• **Exercise data**:

····················

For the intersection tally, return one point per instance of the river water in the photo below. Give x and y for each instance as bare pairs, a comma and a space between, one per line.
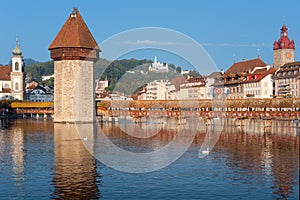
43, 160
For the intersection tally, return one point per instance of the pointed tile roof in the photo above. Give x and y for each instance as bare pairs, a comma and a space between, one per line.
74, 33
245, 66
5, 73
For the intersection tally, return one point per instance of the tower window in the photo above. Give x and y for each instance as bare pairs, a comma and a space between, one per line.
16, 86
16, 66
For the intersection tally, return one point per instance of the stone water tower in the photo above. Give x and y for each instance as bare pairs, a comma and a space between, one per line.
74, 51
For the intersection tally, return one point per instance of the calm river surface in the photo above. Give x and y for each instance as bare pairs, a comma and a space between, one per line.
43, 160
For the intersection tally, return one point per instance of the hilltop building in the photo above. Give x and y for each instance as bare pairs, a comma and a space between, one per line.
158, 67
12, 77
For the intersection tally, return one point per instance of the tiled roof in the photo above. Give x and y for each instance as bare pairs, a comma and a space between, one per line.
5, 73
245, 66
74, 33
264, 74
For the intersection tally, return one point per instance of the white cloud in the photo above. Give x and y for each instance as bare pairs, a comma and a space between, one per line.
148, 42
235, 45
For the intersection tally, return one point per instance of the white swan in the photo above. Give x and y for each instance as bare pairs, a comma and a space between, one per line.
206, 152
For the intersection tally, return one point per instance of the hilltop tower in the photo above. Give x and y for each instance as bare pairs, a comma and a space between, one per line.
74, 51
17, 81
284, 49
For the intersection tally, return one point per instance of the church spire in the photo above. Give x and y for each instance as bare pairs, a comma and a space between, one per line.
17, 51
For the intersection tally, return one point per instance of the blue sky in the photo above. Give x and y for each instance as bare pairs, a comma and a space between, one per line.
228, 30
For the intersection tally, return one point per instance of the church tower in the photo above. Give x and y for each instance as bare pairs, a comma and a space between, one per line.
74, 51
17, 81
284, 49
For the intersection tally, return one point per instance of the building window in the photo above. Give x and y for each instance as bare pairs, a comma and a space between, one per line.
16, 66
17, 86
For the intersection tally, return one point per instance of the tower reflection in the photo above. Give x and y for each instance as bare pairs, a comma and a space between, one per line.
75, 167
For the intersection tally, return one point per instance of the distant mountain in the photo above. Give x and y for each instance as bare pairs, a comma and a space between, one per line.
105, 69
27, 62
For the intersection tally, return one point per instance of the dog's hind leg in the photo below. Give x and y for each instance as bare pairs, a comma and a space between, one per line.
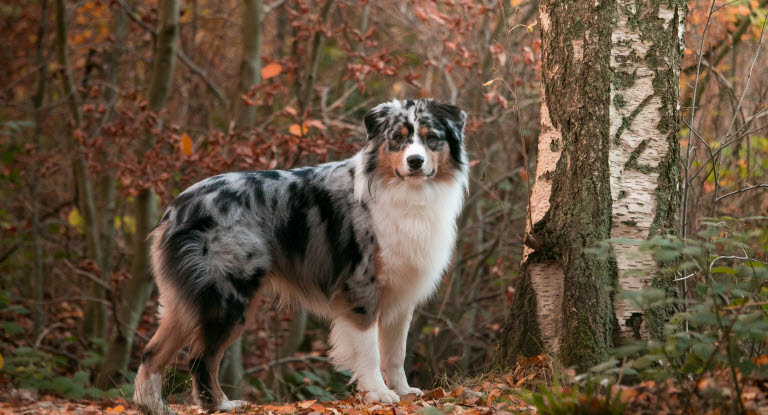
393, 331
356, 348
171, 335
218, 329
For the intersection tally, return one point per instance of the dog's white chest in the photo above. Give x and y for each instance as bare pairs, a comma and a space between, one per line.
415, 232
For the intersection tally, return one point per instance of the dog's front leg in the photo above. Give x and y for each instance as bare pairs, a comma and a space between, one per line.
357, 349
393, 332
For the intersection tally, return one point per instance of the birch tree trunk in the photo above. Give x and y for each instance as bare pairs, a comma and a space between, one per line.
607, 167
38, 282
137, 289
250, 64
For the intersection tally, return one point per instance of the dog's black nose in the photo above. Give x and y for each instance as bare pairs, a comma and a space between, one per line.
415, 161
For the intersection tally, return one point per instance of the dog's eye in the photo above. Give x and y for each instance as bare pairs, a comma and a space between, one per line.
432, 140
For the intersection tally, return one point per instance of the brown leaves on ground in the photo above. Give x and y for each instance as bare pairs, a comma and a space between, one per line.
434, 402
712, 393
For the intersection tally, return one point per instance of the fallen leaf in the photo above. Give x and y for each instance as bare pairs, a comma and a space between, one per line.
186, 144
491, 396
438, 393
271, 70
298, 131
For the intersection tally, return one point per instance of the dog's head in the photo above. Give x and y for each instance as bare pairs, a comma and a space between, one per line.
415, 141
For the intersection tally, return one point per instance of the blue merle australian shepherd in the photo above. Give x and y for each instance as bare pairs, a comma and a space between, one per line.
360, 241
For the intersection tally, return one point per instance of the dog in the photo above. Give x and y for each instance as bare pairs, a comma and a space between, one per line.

····················

If a picture appears among the entries, omit it and reproduce everything else exactly.

• **Response area**:
For the intersection tally, return one point per instance of the river water in the photo below. Give x and y for each instance as bare pairs, a comma and a space between, one per line.
43, 160
For the intersection tally, return one point per instance of the pointed tile roof in the photo above. Give x and y for each instance as bare pairs, a comma and a space between, one per line.
74, 33
245, 66
5, 73
For the intersection tally, return one point per instance of the tower window in the photo above. Give x and y for each instance as bare pairs, a comma and a space between, one per line.
16, 86
16, 66
For the intersection tally, return one point per instance of the stone water tower in the photo above. Give x and y for each instance as bare pairs, a comma and a space between, one per line.
74, 51
For the intersection tally, return one point per instance of the calm river surface in the photo above. Give x and y for each instance as bare pairs, a comma and a space between, one per line.
43, 160
For the intersection tally, return one point per instance of the hilltop building in the photo above. Give x and y for each instance as bare pairs, a comma and a space between, one per line.
158, 67
12, 77
For the intersection tally, return one point per instance of the tiled roof in the photo above. Give x and y for each instance as bare pairs, a comma and a space between, one per line.
5, 73
245, 66
74, 33
264, 74
For the intersection tally, return one point per instance of the white cloud in the photo above. Give x and y for each instance as bare pairs, a comma and a space between, one per line.
148, 42
235, 45
For the intersection tally, return one point per instance of the white swan in the photo above. Give x and y for each instance as bare pairs, a comma and a space between, one per line.
206, 152
For the intersection tally, return one point per instance of the hilltop tower in the photo above. Give x and y for each instance as bare pairs, a comma and a space between, one per line.
74, 51
17, 81
284, 49
For the intersection tally, return one point per instance of the church spire in the photo above. Give x and y for each instance as bare pairs, a comma and a space between, one per line.
17, 51
For the intersection tally, return one point per instance of the blue sky in the photo above. Give x and y for each instance as bare pairs, a comma and a space between, one per line.
228, 30
For the intersection tally, return one point per instance of the church tower in the photo above. Give x and y for each instance as bare pairs, a comma and a space between, one per line.
74, 51
17, 81
284, 49
For the intersection tally, return one point per instance of the building window in the photo above. Give x and y for each instance as bare pairs, a comma and a space between, one per line.
16, 66
17, 86
For the intersection tally, return one point per instance of the tower reflection in the photo above. Give x and y for each instance as bare pairs, a comma and a space between, one per line.
75, 167
For the intersection tally, return one point per instance of the distant mountain in the photo above. Give x and y for each instance as bare pairs, a comma and a space between, one per line.
105, 69
27, 62
For the intersection tally, return one point per instance of the dog's hind leg in the photo below. Give x and y for each instance as bare pairs, a comma and a space between, one per line.
393, 331
356, 348
171, 335
218, 329
For the intersection tally, return one point per instance of the dog's white chest in the photo above. Give x and y for each instance as bare pairs, a comma and a space between, one per line.
415, 232
For the intersection tally, return one point per instance of the dog's front leg in the photo above. Give x and y for each instance as bare pairs, a comma and a space between, one per line.
357, 349
393, 332
For the intersection tally, return one point per instance of the birch tree trunk in the photo above. Give x and y for each instance as bare pairs, a comma and a space between, one per line.
607, 167
38, 282
137, 289
250, 64
For the intersection tally, return one point per instance of the dog's black nose in the photo above. Give x and y for each instance as bare pairs, a comma and a space between, one per line.
415, 161
For the intersection tally, return one point per instance of the dog's eye in the photo above. Give x and y for each instance as bare pairs, a comma and a space between, one per line.
432, 140
For the intersection tally, return one point per instance of the brown leaves on ground in the photo above. Give x and y for each instance as bare pairs, a comma and a space between, one per line.
434, 402
712, 393
For the intersection tally, return one point per instance of the fallen leaf in the photo above. Give x and y for each instance as bare pairs, a comma and a space between, one per line.
186, 144
491, 396
438, 393
271, 70
298, 131
For the intersection tally, return one point per instance of the dog's head in the photo above. Give x and y for each instance as bare pairs, a comma and a space between, one per line.
415, 141
For the intersection tally, return one point per instance of the blue merle australian shepherd in the photo above. Give x and y for each instance as bare pairs, a comma and a space between, one per line.
360, 241
For the intersection tally, return one point per instance of the dog in the photo above. Give x and y for each instance as bare pairs, a comma and a space between, one per line.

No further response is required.